Provided entries:
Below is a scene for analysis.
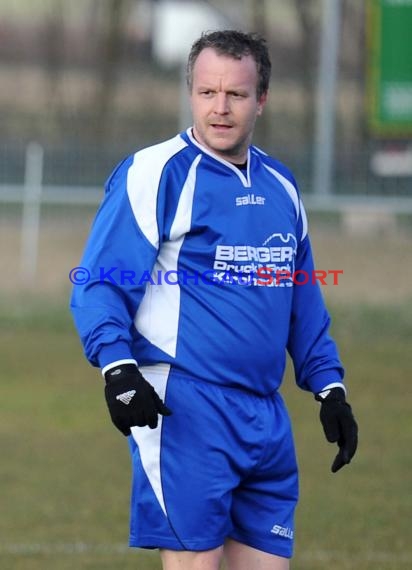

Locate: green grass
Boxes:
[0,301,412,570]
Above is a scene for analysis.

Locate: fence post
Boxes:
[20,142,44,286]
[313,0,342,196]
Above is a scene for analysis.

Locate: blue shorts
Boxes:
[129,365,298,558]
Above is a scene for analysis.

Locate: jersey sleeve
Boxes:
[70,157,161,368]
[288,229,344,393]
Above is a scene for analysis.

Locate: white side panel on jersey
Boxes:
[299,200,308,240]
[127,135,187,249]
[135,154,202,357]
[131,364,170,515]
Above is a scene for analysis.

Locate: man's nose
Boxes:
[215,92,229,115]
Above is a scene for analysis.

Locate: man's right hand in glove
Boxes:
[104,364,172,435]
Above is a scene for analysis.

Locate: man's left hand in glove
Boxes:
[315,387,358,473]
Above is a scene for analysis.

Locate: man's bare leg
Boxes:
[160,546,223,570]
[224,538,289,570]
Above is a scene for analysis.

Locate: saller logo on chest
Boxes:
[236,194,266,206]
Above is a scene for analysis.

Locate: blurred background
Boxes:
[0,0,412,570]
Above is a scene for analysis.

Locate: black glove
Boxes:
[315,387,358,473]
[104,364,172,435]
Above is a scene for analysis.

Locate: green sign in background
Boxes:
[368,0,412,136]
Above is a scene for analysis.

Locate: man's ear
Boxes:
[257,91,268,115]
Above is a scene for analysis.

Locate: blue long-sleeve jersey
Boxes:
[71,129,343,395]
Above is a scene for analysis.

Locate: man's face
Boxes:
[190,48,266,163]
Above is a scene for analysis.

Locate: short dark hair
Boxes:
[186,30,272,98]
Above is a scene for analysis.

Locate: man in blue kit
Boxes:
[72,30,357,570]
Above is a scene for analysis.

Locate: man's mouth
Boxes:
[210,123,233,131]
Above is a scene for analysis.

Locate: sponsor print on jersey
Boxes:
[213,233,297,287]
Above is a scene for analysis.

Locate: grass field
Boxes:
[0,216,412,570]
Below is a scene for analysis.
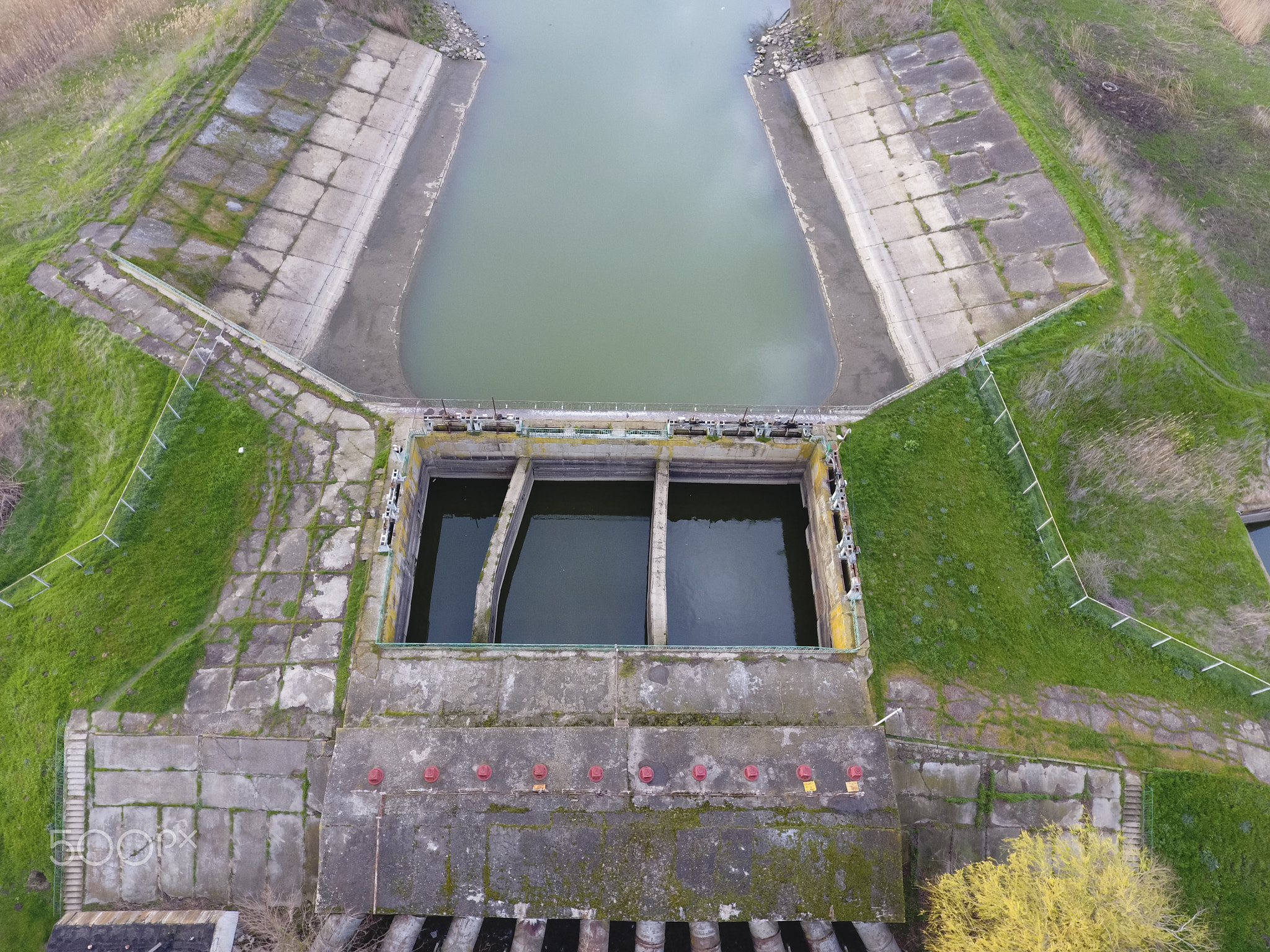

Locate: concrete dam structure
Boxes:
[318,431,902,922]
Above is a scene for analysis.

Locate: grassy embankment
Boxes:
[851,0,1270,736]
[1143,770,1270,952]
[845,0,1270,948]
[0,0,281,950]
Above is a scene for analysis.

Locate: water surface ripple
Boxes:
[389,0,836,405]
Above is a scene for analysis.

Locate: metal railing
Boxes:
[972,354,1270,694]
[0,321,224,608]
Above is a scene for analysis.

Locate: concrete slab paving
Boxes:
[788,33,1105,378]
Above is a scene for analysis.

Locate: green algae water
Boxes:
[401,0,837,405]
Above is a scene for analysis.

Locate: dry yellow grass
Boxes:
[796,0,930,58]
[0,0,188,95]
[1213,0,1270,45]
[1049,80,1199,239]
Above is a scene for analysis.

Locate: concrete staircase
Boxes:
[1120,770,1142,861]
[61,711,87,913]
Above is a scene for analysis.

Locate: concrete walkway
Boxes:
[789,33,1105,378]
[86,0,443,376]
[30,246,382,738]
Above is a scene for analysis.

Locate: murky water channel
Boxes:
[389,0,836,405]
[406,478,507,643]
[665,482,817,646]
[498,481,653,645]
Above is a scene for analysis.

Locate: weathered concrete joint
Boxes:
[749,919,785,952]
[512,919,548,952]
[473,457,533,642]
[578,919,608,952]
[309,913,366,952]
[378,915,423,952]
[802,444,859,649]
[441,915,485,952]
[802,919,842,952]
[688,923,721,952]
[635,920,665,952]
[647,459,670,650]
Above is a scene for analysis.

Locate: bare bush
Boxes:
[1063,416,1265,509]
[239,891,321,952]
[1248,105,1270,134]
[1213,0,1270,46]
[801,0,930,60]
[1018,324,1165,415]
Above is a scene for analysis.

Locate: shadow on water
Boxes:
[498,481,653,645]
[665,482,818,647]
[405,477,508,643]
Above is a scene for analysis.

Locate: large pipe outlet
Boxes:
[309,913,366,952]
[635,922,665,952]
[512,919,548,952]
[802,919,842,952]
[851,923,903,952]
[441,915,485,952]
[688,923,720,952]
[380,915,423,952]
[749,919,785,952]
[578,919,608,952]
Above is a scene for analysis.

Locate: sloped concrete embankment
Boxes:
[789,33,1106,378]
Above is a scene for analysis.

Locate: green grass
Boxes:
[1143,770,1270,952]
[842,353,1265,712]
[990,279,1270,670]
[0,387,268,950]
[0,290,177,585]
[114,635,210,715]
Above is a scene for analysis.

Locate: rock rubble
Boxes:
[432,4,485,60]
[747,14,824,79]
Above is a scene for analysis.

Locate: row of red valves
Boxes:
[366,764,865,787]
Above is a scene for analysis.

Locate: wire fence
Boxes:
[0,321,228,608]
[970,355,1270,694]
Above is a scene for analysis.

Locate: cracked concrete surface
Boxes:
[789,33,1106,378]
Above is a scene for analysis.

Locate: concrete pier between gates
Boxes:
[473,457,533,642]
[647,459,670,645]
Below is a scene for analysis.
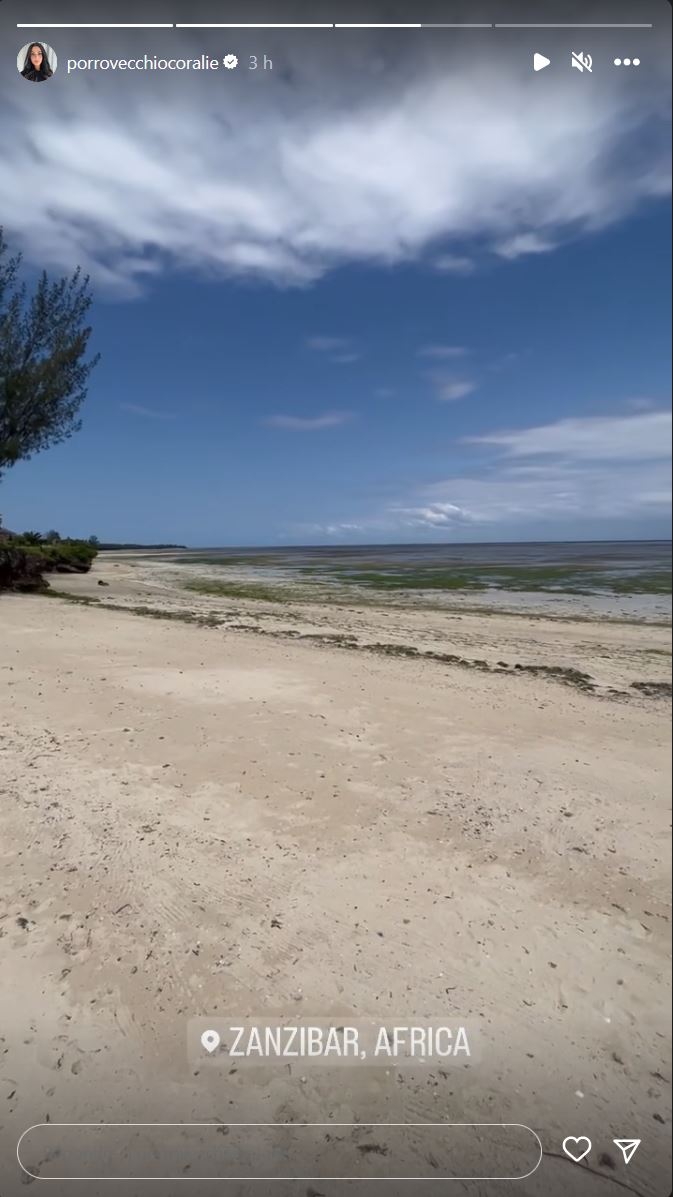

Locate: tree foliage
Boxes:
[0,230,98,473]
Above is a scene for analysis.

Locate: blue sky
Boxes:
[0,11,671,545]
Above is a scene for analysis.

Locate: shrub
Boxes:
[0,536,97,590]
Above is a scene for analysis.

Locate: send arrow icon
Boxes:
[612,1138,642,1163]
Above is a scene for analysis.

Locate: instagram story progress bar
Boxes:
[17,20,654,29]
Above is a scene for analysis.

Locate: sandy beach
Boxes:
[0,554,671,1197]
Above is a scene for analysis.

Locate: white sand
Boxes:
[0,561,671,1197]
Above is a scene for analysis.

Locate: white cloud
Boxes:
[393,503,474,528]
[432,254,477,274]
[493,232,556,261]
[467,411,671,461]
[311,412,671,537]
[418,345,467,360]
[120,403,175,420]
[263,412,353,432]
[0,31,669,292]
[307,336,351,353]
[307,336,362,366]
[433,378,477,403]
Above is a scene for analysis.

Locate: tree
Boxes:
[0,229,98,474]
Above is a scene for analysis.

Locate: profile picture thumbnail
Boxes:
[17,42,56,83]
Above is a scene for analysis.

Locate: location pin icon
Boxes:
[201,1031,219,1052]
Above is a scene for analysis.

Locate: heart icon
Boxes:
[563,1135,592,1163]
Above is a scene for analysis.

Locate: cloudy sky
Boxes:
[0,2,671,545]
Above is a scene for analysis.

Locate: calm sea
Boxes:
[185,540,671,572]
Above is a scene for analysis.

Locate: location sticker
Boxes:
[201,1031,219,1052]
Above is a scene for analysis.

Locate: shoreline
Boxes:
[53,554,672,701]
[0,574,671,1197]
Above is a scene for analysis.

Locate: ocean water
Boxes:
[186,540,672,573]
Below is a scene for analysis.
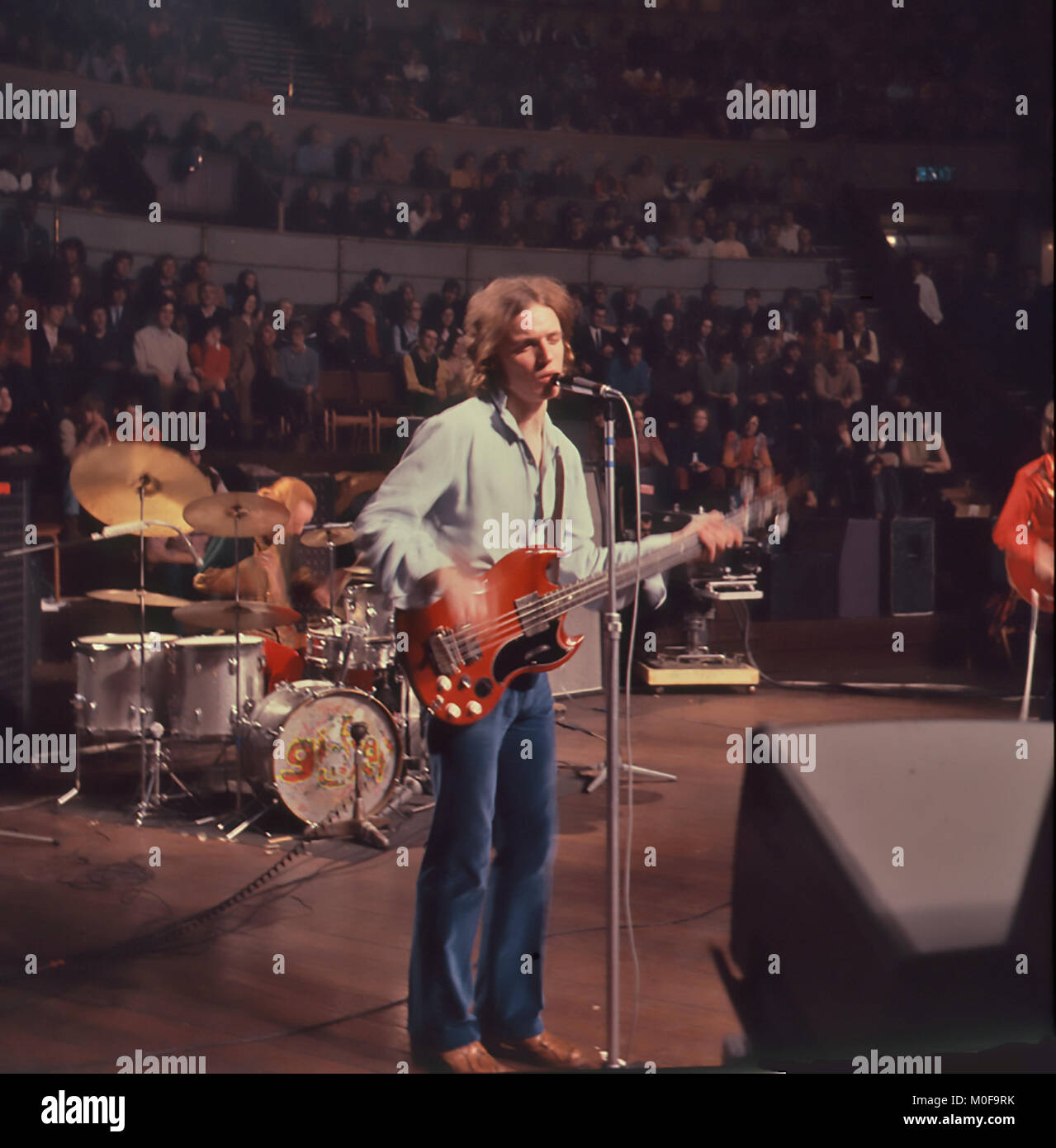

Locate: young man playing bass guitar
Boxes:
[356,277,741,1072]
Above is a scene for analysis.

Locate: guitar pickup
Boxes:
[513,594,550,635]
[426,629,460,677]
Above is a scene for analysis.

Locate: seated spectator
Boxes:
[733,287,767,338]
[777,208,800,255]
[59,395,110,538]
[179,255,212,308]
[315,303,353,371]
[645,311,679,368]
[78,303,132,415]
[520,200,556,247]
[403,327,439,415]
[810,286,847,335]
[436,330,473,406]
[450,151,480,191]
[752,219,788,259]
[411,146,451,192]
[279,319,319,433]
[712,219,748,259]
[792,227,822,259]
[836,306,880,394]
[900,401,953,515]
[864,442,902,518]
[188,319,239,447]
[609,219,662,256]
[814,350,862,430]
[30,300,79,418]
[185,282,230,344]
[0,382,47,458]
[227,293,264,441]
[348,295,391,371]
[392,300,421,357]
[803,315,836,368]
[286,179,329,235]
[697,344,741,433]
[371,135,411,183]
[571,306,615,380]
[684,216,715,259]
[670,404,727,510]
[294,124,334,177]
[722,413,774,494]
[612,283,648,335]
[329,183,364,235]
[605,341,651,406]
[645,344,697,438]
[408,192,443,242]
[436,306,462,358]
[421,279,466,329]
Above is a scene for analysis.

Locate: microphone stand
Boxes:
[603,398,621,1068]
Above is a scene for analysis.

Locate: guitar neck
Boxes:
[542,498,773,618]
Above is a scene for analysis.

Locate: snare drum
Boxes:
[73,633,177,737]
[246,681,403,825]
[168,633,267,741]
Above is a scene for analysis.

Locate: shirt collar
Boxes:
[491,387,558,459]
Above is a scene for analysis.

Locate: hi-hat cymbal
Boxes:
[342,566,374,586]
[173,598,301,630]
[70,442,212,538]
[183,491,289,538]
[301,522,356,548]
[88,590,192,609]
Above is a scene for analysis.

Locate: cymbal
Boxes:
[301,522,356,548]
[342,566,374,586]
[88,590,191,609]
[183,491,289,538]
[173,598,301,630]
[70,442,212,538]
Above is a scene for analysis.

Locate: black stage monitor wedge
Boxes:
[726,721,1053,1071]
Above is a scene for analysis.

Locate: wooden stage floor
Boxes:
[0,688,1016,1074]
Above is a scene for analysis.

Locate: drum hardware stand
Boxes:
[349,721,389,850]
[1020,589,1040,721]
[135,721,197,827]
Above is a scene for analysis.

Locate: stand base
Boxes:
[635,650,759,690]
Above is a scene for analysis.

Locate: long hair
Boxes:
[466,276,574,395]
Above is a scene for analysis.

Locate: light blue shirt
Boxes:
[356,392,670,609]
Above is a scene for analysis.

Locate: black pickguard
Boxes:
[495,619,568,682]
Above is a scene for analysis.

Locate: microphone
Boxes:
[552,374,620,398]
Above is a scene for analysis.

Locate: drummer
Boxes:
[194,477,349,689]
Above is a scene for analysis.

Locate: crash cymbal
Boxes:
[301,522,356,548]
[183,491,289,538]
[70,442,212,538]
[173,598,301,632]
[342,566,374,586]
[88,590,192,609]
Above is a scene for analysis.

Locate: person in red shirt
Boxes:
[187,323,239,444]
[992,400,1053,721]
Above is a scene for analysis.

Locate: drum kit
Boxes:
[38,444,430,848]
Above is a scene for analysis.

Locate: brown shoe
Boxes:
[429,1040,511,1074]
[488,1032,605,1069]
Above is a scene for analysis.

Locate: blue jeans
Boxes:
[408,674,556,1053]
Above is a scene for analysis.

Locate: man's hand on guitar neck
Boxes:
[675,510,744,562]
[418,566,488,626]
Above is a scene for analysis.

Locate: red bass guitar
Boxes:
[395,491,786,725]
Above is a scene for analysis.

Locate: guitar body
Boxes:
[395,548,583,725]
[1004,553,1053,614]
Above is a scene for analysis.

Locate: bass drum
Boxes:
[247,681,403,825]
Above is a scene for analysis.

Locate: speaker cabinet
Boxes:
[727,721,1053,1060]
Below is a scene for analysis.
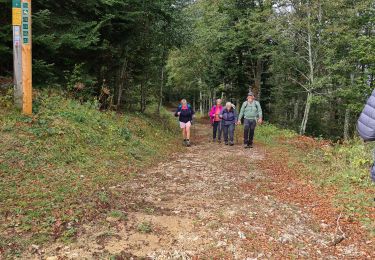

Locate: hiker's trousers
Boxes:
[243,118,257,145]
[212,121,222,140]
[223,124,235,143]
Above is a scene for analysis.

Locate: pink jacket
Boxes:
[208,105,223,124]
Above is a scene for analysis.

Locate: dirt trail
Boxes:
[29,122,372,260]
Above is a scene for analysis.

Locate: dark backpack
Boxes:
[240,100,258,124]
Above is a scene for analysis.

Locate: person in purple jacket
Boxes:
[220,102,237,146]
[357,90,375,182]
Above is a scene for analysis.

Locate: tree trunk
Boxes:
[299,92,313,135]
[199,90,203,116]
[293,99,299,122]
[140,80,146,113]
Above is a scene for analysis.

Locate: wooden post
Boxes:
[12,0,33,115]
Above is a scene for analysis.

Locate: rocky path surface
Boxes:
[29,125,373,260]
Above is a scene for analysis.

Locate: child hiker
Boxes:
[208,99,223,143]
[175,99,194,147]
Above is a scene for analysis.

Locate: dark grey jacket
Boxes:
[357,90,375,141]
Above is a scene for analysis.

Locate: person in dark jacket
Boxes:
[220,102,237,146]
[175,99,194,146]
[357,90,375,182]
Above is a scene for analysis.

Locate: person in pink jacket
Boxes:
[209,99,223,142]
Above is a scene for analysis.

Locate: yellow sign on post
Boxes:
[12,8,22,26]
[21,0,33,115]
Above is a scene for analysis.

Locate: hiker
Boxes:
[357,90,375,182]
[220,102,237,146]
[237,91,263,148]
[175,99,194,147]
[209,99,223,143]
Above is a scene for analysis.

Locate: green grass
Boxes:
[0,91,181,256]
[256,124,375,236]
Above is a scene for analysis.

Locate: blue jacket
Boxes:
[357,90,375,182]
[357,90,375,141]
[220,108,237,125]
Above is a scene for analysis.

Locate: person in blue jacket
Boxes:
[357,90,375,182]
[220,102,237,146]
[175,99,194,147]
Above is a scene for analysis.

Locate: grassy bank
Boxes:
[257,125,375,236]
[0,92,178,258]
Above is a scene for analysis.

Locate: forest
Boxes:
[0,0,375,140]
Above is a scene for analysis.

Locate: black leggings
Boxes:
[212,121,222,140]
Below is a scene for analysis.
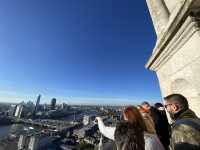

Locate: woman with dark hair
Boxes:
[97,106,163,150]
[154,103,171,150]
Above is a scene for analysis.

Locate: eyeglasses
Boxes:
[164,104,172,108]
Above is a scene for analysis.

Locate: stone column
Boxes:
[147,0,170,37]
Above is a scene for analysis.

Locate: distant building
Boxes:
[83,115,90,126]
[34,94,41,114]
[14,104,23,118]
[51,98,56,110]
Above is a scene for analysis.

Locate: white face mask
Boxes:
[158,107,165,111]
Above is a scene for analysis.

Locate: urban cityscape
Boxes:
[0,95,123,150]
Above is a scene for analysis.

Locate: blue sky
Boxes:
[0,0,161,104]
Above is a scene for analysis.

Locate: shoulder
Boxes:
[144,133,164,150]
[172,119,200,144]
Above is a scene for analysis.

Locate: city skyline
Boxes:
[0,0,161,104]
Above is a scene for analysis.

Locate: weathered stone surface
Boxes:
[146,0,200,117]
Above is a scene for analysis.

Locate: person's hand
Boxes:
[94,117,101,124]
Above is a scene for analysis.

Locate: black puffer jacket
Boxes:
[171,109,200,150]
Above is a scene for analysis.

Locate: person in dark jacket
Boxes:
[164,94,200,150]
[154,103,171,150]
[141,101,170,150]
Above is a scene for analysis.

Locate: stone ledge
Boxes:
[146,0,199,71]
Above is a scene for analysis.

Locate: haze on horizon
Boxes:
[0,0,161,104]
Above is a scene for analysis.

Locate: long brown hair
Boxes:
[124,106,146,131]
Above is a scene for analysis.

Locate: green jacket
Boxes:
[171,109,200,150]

What to work on: Copy the items above word for word, starting at the first line and ending after the line that contains "[71,129,343,395]". Omit the pictures.

Expected answer:
Below is a scene for analysis.

Locate: green grass
Boxes:
[0,301,412,570]
Above is a scene for analysis.

Locate: fence post
Boxes:
[20,142,44,286]
[313,0,342,196]
Above is a scene for analysis.

Locate: blue shorts
Boxes:
[129,365,298,558]
Above is a scene for analysis.

Locate: jersey sleeve
Boxes:
[70,157,161,368]
[288,229,344,393]
Above is a scene for analysis.

Locate: white side panel on jersey
Boxes:
[299,200,308,240]
[127,135,187,249]
[135,154,202,357]
[131,364,170,515]
Above is a scene for analysis.

Locate: man's nose
Boxes:
[215,92,229,115]
Above is a scene for analysis.

Locate: man's right hand in glove
Boxes:
[104,364,172,435]
Above is a scene for analysis.

Locate: man's left hand in glove
Boxes:
[315,387,358,473]
Above is a scene for analysis.

Locate: man's bare leg
Boxes:
[160,546,223,570]
[224,538,289,570]
Above is a scene for analysis.

Locate: saller logo on chest
Boxes:
[236,194,266,206]
Above is a scene for analysis.

Locate: blurred background
Boxes:
[0,0,412,570]
Above is a scene for analysis.

Locate: black glove
Boxes:
[315,387,358,473]
[104,364,172,435]
Above is a scene for analysis.

Locate: green sign in background
Boxes:
[368,0,412,136]
Above is a scene for analysis.

Locate: man's ear
Boxes:
[257,91,268,115]
Above is a scene for analysis.

Locate: blue long-sleeve jersey
Boxes:
[71,129,343,395]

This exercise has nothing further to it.